## THINGS TO DO
• a. In the records, swap "reflection of building" for "mirrored building" in the lines starting with the one containing "reflection of building" and going on through the one containing "107 113 L 122". Return only those lines, with nothing else changed.
• b. Extend the column about nostalgia in hard economic times, picking up after its last sentence.

Nostalgia is just the comfort blanket we need against today’s cold reality

Does Heinz’s revival of its classic slogan ‘Beanz Meanz Heinz’ herald a return to an halcyon age? The PC brigade is too full of hot air to let that happen

Cartoon%20050209At times like these when every news bulletin bristles with fresh economic calamity, it is natural to yearn for an earlier, halcyon age. The days when an honest labourer could stroll down a sun-dappled country lane fringed with cowslips and daisies, wave a horny hand of greeting at a rosy-cheeked milkmaid wending her way across the lea, stop at a wayside inn, sit outside in the still and silent air beneath an arbour fragrant with the aroma of sweet peas, sup a pint of home-brewed ale, dine on faggots and peas, have a tumble with the landlord’s daughter and still get change out of a groat.

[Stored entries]

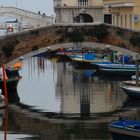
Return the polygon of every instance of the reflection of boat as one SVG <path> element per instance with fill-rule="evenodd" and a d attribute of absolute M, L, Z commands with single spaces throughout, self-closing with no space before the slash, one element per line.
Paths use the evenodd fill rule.
<path fill-rule="evenodd" d="M 3 109 L 6 107 L 5 97 L 2 95 L 2 90 L 0 89 L 0 116 L 3 114 Z"/>
<path fill-rule="evenodd" d="M 8 78 L 6 80 L 6 85 L 8 90 L 12 90 L 17 87 L 18 81 L 21 79 L 21 76 Z M 0 88 L 3 90 L 4 88 L 4 81 L 0 79 Z"/>
<path fill-rule="evenodd" d="M 123 86 L 122 89 L 130 98 L 140 99 L 140 87 Z"/>
<path fill-rule="evenodd" d="M 119 120 L 109 124 L 113 140 L 140 140 L 140 122 Z"/>
<path fill-rule="evenodd" d="M 123 83 L 127 86 L 136 86 L 136 81 L 134 80 L 126 80 L 126 81 L 123 81 Z M 139 82 L 140 84 L 140 82 Z"/>
<path fill-rule="evenodd" d="M 140 101 L 128 98 L 122 105 L 122 108 L 140 108 Z"/>
<path fill-rule="evenodd" d="M 135 69 L 123 69 L 123 68 L 99 68 L 99 73 L 105 75 L 114 75 L 114 76 L 132 76 L 135 74 Z"/>

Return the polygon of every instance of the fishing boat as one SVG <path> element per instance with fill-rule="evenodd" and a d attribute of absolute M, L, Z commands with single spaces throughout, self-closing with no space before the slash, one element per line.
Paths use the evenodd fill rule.
<path fill-rule="evenodd" d="M 121 64 L 121 63 L 94 63 L 98 68 L 104 68 L 104 69 L 136 69 L 136 66 L 133 64 Z"/>
<path fill-rule="evenodd" d="M 140 87 L 122 86 L 121 88 L 128 95 L 128 97 L 134 98 L 134 99 L 140 99 Z"/>
<path fill-rule="evenodd" d="M 113 140 L 140 140 L 140 122 L 118 120 L 109 124 Z"/>
<path fill-rule="evenodd" d="M 8 78 L 6 80 L 7 90 L 10 91 L 10 90 L 15 89 L 17 87 L 17 84 L 20 79 L 21 79 L 21 76 Z M 4 80 L 3 79 L 0 79 L 0 88 L 2 90 L 4 90 Z"/>
<path fill-rule="evenodd" d="M 72 62 L 75 68 L 96 69 L 95 63 L 110 64 L 111 62 L 106 58 L 98 58 L 96 54 L 87 53 L 83 55 L 72 55 Z"/>
<path fill-rule="evenodd" d="M 9 66 L 5 69 L 7 77 L 19 76 L 19 70 L 23 67 L 21 61 Z"/>

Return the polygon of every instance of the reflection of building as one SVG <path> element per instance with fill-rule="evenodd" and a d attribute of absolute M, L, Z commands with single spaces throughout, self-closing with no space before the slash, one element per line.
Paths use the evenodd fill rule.
<path fill-rule="evenodd" d="M 128 29 L 140 29 L 139 0 L 103 0 L 104 21 Z"/>
<path fill-rule="evenodd" d="M 56 23 L 103 22 L 102 0 L 54 0 Z"/>
<path fill-rule="evenodd" d="M 107 113 L 122 106 L 125 99 L 120 82 L 85 77 L 83 71 L 57 65 L 56 91 L 61 98 L 61 113 L 85 117 L 93 113 Z"/>

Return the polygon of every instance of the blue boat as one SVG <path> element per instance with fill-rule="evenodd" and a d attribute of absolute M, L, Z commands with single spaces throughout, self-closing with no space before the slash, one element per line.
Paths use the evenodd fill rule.
<path fill-rule="evenodd" d="M 102 63 L 93 63 L 98 68 L 105 68 L 105 69 L 136 69 L 134 64 L 116 64 L 116 63 L 109 63 L 109 64 L 102 64 Z"/>
<path fill-rule="evenodd" d="M 99 68 L 98 73 L 108 76 L 123 76 L 131 77 L 136 73 L 135 69 L 132 68 Z"/>
<path fill-rule="evenodd" d="M 118 120 L 109 124 L 113 140 L 140 140 L 140 122 Z"/>
<path fill-rule="evenodd" d="M 71 57 L 71 56 L 70 56 Z M 110 64 L 111 62 L 104 58 L 99 58 L 96 56 L 96 54 L 93 53 L 87 53 L 83 55 L 72 55 L 71 57 L 72 62 L 75 66 L 75 68 L 86 68 L 86 69 L 96 69 L 95 63 L 100 64 Z"/>
<path fill-rule="evenodd" d="M 138 86 L 122 86 L 123 91 L 128 97 L 133 99 L 140 99 L 140 87 Z"/>

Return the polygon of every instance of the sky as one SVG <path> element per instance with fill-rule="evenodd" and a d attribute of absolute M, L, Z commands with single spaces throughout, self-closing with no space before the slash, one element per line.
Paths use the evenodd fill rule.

## ANSWERS FOR THE EXERCISE
• a.
Return the polygon of every instance of the mirrored building as one SVG <path> element per instance with fill-rule="evenodd" and a d attribute of absolute M, L, Z commands with single spaces throughout, self-closing with no space before the slash, one element per line.
Paths use the evenodd fill rule.
<path fill-rule="evenodd" d="M 128 29 L 140 29 L 139 0 L 103 0 L 104 21 Z"/>
<path fill-rule="evenodd" d="M 56 23 L 103 22 L 102 0 L 54 0 Z"/>
<path fill-rule="evenodd" d="M 107 113 L 122 106 L 125 99 L 120 82 L 85 77 L 83 71 L 57 65 L 56 91 L 61 98 L 61 113 L 85 117 L 93 113 Z"/>

• b.
Myth, of course. As with all golden ages, it lives only in the imagination. Truth was that the labourer had been cast out of his tenanted cottage, the milkmaid had rotting teeth, the hedgerow was full of discarded fag packets and beer bottles, the beer was off, the arbour had woodworm, and the landlord’s daughter halitosis. Worse, the landlord himself, something of a part-time engineer, was working on a clockwork contraption fashioned from string, beer crates, sealing wax and a bull’s bladder which, when completed, would play popular music at a pitch audible in the next hamlet. “I’m thinking of calling it a jukebox,” he explained, removing a dribbling clay pipe from his mouth. “Named after Harry Juke, the finest pig-caller in Herefordshire. Word has it he only had to clear his throat and sows would come panting over the hills, udders swaying this way and that, all the way from Lincolnshire.”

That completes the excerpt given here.